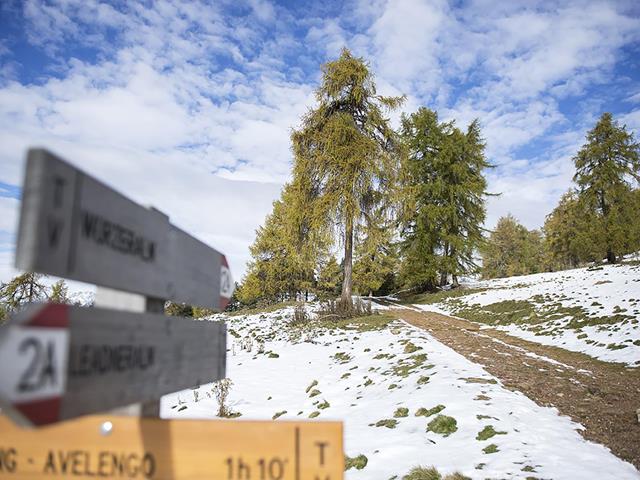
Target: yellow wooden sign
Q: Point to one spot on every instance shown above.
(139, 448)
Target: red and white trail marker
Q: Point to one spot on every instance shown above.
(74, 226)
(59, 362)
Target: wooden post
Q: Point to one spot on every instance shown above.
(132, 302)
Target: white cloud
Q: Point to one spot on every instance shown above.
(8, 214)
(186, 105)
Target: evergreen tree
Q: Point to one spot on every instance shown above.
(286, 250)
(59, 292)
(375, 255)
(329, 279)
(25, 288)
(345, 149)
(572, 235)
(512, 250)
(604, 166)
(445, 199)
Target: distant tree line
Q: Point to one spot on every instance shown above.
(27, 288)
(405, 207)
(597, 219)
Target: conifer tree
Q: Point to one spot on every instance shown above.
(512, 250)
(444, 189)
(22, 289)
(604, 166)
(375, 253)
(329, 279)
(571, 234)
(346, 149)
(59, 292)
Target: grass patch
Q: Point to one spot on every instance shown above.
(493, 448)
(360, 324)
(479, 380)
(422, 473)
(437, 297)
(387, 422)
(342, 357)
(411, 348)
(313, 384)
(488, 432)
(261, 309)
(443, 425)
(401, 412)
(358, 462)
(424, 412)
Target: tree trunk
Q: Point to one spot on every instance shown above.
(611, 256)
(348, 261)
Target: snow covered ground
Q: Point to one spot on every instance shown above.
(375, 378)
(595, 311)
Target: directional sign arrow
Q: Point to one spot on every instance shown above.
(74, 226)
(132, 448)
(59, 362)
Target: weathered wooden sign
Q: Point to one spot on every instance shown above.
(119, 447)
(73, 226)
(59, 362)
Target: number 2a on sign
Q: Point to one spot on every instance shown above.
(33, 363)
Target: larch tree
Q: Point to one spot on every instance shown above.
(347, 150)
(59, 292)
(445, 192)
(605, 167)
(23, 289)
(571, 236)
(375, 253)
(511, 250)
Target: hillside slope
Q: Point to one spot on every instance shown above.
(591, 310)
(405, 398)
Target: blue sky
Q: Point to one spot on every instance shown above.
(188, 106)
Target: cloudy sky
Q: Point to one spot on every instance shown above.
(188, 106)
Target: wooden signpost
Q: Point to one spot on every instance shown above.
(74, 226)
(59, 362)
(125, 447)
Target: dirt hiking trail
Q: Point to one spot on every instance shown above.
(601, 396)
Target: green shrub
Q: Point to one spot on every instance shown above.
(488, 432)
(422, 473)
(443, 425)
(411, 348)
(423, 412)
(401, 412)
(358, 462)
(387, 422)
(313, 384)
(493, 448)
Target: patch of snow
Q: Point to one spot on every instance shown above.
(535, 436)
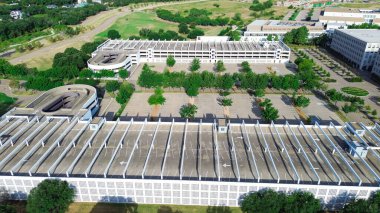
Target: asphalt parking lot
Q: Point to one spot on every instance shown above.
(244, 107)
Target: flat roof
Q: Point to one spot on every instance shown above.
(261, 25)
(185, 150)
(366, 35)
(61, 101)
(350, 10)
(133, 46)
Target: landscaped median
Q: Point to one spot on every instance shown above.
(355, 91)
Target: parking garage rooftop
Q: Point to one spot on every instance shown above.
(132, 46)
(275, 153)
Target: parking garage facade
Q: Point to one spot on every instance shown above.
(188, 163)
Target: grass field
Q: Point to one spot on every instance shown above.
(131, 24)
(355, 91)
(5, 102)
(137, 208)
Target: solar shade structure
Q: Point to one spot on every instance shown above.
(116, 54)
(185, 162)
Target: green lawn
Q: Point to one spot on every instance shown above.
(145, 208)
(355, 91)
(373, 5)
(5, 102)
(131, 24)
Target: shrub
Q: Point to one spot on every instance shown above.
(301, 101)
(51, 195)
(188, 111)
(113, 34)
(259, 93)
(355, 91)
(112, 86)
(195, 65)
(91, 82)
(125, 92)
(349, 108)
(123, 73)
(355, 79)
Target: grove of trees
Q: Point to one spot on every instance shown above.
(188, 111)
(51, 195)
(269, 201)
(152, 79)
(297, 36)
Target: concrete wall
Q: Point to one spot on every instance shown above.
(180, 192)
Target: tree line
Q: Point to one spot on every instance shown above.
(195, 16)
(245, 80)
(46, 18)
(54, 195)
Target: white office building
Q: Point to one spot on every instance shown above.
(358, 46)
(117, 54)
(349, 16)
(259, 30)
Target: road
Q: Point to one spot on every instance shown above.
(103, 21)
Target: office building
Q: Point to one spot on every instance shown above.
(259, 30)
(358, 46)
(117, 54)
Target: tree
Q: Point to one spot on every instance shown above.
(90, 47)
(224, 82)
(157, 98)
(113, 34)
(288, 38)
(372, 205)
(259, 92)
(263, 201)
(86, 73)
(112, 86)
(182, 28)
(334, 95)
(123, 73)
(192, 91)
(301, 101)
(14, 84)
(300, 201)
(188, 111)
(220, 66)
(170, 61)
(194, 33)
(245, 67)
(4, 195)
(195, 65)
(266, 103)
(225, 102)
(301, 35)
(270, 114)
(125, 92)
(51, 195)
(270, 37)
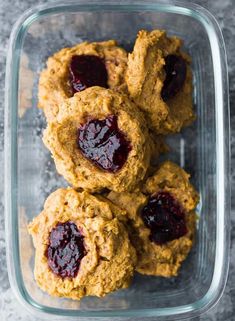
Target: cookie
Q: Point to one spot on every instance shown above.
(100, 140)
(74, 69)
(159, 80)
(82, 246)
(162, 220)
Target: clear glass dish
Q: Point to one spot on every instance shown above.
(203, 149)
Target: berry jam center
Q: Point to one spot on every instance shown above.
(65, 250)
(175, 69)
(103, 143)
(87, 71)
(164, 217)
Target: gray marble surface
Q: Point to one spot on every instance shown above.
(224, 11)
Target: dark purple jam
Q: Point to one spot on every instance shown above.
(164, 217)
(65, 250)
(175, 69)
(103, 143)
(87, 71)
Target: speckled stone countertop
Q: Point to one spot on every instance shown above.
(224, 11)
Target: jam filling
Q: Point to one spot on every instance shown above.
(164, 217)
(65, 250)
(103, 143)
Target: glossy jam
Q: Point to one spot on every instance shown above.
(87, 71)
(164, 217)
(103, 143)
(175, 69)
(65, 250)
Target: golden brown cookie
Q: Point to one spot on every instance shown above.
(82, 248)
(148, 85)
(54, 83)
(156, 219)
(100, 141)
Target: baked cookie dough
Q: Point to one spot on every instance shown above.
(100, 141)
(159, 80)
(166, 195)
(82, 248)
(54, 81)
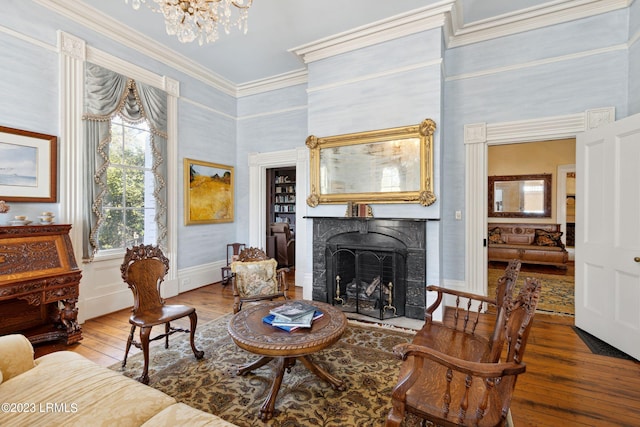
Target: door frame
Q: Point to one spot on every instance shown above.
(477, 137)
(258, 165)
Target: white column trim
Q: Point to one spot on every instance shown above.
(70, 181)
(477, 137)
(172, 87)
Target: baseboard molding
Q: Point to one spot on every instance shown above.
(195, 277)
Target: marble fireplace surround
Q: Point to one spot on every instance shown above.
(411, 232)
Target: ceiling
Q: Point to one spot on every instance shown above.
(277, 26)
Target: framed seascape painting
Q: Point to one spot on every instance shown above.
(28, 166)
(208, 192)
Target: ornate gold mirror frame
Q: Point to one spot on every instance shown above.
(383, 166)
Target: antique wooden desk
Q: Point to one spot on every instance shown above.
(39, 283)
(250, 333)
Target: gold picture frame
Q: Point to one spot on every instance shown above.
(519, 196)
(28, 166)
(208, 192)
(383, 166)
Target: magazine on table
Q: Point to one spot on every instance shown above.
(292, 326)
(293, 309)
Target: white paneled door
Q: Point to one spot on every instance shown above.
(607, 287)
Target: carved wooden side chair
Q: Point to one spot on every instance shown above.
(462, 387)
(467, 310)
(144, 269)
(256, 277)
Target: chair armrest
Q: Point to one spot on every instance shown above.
+ + + +
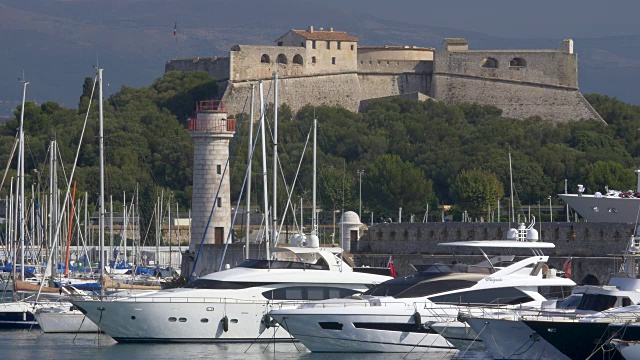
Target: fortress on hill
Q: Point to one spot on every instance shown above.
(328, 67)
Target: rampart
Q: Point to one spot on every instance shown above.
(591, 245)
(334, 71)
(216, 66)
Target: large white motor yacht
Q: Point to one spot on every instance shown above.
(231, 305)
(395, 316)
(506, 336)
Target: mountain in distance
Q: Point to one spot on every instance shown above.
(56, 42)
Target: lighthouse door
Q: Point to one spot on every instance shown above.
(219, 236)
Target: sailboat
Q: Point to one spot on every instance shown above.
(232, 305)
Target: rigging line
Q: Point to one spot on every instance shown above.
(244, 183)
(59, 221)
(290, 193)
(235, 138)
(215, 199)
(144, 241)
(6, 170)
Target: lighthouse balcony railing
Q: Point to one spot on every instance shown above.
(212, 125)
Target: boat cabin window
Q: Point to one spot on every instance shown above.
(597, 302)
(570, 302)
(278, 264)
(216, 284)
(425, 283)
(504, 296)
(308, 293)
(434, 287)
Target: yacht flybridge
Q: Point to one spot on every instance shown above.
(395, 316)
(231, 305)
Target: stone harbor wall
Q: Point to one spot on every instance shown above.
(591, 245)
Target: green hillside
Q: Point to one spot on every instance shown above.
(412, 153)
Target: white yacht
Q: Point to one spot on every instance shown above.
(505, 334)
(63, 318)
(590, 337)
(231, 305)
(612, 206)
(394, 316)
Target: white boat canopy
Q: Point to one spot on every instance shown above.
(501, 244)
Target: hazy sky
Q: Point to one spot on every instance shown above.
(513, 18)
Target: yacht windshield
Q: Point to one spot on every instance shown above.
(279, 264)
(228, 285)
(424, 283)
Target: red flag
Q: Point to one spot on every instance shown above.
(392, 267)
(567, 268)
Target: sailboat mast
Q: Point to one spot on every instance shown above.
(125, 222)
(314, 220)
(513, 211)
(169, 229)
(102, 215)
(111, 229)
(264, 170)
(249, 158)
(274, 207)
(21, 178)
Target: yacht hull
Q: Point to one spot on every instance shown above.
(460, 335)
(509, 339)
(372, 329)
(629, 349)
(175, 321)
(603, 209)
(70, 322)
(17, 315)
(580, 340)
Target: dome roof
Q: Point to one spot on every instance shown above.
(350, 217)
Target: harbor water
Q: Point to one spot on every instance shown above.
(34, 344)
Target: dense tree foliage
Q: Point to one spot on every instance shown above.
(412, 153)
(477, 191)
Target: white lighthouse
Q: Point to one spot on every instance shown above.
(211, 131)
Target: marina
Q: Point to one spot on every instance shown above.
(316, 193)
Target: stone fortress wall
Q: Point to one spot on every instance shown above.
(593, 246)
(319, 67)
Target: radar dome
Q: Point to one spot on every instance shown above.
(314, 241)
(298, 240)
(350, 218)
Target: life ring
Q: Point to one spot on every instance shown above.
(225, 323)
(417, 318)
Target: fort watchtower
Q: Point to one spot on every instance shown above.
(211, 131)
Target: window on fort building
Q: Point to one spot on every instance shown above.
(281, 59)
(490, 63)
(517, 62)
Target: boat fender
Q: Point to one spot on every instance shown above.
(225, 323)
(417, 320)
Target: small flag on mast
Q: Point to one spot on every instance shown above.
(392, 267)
+ + + +
▶ Set exercise:
Please count the lines above that contain the word "flag" and reply with that number alone.

▶ The result:
2